##### RECORD SET #####

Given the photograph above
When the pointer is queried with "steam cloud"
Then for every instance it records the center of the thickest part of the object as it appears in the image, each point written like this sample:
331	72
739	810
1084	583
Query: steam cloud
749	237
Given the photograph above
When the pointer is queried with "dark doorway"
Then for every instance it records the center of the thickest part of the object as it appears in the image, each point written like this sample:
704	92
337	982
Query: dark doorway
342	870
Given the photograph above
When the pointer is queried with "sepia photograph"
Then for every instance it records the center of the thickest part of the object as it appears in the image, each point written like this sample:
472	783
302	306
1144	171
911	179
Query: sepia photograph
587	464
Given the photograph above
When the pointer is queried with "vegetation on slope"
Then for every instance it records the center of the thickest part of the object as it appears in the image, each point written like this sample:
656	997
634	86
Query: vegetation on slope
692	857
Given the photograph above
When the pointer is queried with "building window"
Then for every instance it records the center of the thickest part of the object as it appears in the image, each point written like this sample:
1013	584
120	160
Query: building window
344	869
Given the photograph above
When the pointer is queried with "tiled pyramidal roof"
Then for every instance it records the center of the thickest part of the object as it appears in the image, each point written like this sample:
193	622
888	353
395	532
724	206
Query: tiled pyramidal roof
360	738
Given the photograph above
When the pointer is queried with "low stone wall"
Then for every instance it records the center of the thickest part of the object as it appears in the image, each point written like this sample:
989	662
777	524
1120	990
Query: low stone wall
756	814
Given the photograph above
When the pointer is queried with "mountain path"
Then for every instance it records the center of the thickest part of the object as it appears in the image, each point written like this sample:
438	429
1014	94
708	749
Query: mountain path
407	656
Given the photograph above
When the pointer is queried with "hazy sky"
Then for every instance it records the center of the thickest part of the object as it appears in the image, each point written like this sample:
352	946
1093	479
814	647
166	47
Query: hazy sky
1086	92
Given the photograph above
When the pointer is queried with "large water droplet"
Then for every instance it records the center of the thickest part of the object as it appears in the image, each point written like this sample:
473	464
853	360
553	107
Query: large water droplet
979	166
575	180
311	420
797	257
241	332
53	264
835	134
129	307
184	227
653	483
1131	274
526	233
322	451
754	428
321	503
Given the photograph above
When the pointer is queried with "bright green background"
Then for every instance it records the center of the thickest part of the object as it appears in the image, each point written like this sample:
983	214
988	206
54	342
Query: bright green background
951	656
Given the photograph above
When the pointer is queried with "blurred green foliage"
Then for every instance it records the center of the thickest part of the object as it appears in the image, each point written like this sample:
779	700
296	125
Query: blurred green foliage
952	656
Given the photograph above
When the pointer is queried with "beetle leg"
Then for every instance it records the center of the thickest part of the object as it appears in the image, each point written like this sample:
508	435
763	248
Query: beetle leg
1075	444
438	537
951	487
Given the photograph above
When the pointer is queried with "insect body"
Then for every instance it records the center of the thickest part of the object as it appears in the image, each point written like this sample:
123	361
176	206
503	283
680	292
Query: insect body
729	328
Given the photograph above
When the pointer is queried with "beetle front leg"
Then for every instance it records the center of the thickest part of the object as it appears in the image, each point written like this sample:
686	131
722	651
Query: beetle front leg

#####

◆ TASK STATEMENT ◆
What is the number of lines in the records that contain the word "front"? Answer with the number and nothing else.

◆ RESPONSE BELOW ◆
2